◆ **Passage to read**
--------------------------------

Blog Post
Looking Back and Ahead at The General Counsel Report for EMEIA
The role of the general counsel has changed significantly in the last three years, and more change is underway. As chief legal officers have become more squarely established as strategic business leaders, they have also taken on more responsibility and a wider field of issues for which they act as key decision makers. While this change is beneficial to reducing corporate risk and improving organisational efficiencies, it has also caused legal departments to feel more strains on resources than ever before.
FTI Technology and Relativity’s 2023 edition of The General Counsel Report examined these realities at length and were discussed with industry experts during Relativity Fest in London. Looking at the report’s findings against the backdrop of current trends and regulatory activity in EMEIA provides interesting insights to understand the state of corporate legal departments better today and forecast what the key issues are likely to be in 2024.

--------------------------------

[Records from a data source]
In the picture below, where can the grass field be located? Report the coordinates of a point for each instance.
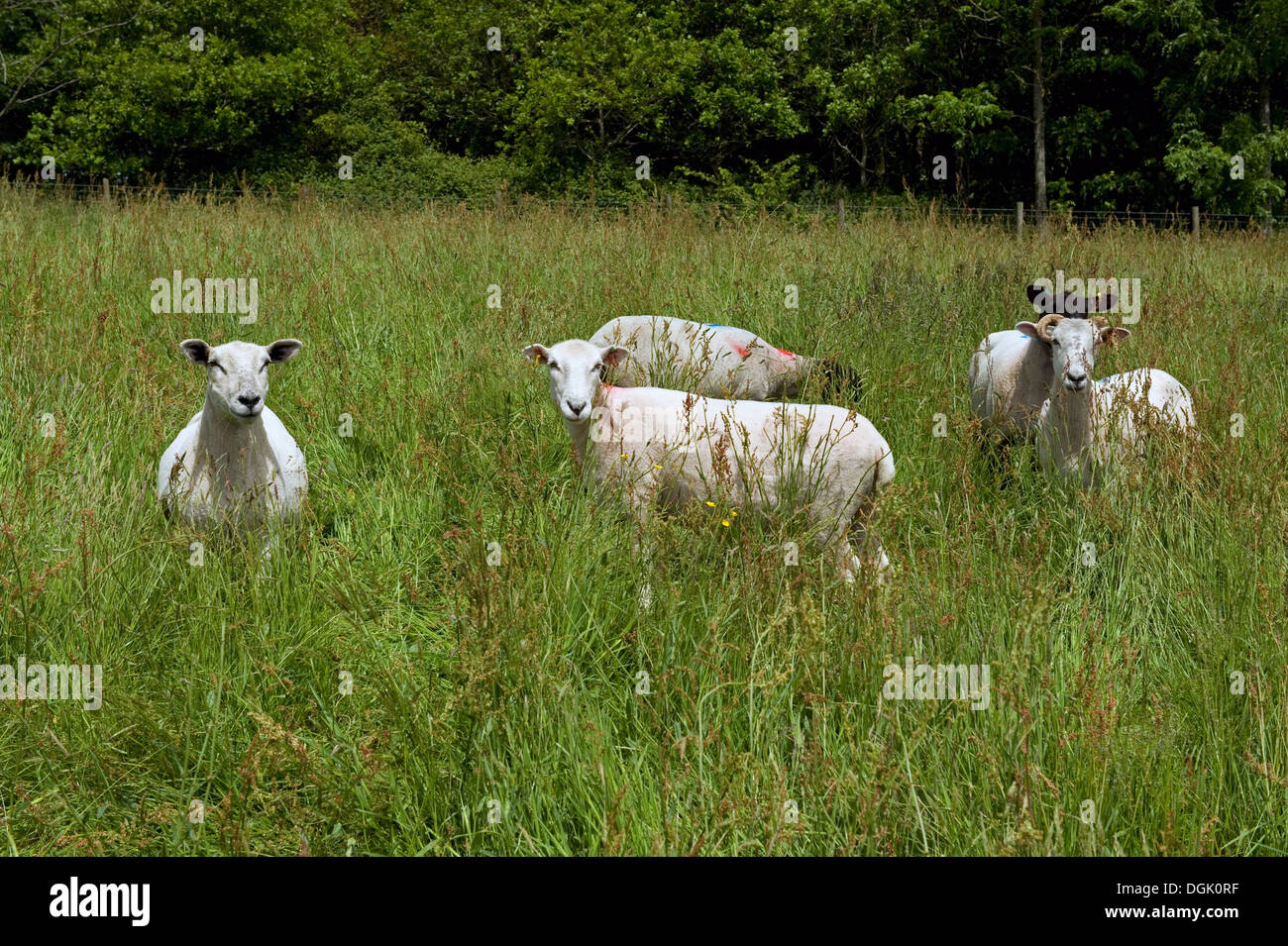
(494, 708)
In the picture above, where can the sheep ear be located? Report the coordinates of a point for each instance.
(283, 351)
(614, 354)
(197, 351)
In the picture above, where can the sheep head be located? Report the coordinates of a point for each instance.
(1072, 343)
(576, 373)
(237, 372)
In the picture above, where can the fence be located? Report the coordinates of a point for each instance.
(1018, 218)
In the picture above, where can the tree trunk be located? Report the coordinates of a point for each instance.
(1263, 81)
(1039, 203)
(863, 158)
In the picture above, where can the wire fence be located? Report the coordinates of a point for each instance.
(1017, 216)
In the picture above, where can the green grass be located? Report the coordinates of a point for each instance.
(516, 683)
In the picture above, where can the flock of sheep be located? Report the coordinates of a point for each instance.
(716, 426)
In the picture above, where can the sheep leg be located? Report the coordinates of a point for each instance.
(871, 554)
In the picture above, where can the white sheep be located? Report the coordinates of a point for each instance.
(1010, 374)
(671, 447)
(706, 358)
(235, 463)
(1086, 426)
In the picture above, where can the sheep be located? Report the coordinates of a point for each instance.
(1085, 426)
(715, 361)
(235, 463)
(674, 447)
(1010, 376)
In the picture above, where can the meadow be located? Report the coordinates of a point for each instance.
(394, 683)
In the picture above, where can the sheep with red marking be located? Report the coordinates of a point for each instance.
(671, 447)
(715, 361)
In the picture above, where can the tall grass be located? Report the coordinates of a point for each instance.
(497, 708)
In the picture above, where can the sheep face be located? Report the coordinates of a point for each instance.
(1072, 343)
(237, 373)
(576, 373)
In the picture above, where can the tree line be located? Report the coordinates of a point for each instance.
(1059, 103)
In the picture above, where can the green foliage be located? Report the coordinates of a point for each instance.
(516, 683)
(838, 95)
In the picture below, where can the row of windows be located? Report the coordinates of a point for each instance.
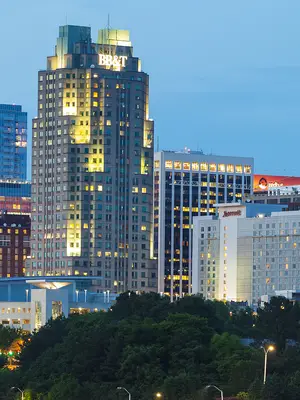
(204, 166)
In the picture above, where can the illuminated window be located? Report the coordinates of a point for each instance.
(204, 167)
(195, 166)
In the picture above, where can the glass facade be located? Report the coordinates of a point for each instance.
(185, 188)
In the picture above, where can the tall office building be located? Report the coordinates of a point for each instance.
(13, 142)
(188, 184)
(92, 163)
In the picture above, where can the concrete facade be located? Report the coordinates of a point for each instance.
(240, 257)
(92, 164)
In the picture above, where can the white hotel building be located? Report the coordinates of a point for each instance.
(246, 252)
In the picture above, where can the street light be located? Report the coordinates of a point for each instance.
(121, 388)
(21, 391)
(266, 351)
(215, 387)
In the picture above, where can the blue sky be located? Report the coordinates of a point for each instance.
(225, 75)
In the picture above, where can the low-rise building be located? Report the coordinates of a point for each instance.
(29, 303)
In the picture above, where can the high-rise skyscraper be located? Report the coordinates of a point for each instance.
(13, 142)
(92, 163)
(189, 184)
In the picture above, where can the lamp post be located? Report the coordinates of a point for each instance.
(215, 387)
(121, 388)
(21, 391)
(266, 351)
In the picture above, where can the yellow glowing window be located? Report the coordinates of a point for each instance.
(204, 167)
(195, 166)
(221, 167)
(230, 168)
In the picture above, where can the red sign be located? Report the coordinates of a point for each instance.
(262, 183)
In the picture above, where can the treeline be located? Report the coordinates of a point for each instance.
(148, 345)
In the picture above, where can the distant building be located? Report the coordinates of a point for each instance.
(189, 184)
(14, 244)
(277, 190)
(246, 252)
(29, 303)
(15, 197)
(92, 163)
(13, 142)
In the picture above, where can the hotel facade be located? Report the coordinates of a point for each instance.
(246, 253)
(186, 185)
(92, 163)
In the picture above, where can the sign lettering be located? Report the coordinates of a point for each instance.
(108, 60)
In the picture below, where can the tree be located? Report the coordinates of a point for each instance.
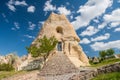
(102, 54)
(110, 52)
(46, 45)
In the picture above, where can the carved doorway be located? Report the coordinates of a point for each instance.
(59, 46)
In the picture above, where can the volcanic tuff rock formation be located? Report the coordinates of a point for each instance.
(68, 43)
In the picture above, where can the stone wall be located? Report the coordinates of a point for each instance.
(89, 74)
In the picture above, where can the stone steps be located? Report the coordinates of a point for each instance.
(58, 64)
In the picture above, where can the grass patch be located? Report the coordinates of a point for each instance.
(4, 74)
(105, 62)
(108, 76)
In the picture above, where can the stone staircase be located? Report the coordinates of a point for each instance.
(58, 64)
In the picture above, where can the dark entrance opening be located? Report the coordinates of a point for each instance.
(59, 46)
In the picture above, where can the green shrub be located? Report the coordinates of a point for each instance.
(6, 67)
(108, 76)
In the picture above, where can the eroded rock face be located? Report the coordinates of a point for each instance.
(59, 27)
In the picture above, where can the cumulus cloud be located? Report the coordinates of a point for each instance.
(97, 46)
(31, 9)
(48, 6)
(102, 37)
(22, 3)
(63, 10)
(117, 29)
(29, 36)
(16, 24)
(11, 7)
(91, 10)
(113, 17)
(85, 41)
(114, 24)
(12, 3)
(31, 26)
(91, 30)
(118, 1)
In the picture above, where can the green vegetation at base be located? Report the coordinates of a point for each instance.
(106, 62)
(108, 76)
(5, 74)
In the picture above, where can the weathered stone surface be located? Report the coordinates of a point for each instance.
(59, 27)
(33, 65)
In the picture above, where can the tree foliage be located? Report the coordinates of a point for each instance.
(46, 45)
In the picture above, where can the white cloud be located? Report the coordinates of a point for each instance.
(16, 24)
(22, 3)
(114, 24)
(113, 17)
(48, 6)
(102, 37)
(117, 29)
(11, 7)
(91, 30)
(12, 3)
(101, 26)
(85, 41)
(103, 46)
(28, 36)
(96, 20)
(118, 1)
(91, 10)
(63, 10)
(31, 26)
(31, 9)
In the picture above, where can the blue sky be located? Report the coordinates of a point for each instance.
(97, 23)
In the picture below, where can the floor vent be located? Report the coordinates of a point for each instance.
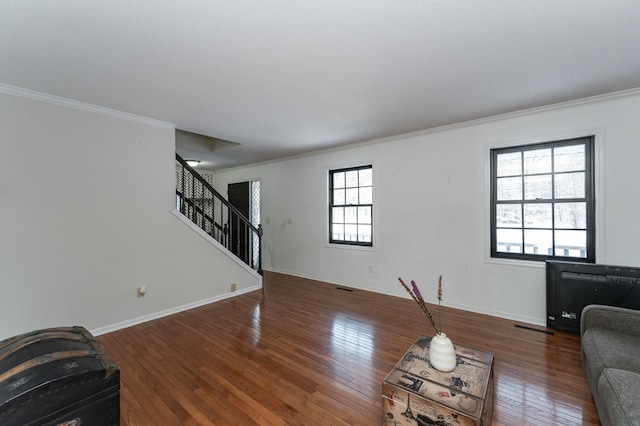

--------------------------------

◆ **Task objective**
Continue the blog post on the changing role of the general counsel, picking up after its final sentence.

◆ **The reply**
The top persistent trends and emerging issues for general counsel in the U.K. and across Europe include:
- Data privacy and data protection continue to dominate corporate concerns. Between the risks surrounding data breaches and data privacy compliance, the general counsel plays and will continue to play an instrumental role in guiding the corporate strategy for safeguarding sensitive and personal information. In some instances, this may result in the information security function becoming part of the general counsel’s remit so that risk factors are continually addressed, particularly when security and IT teams are under extreme demand.
- Regulatory compliance, particularly around market abuses, antitrust, supply chain and governance, will become an even more impactful factor across risk and legal department resources in the year ahead.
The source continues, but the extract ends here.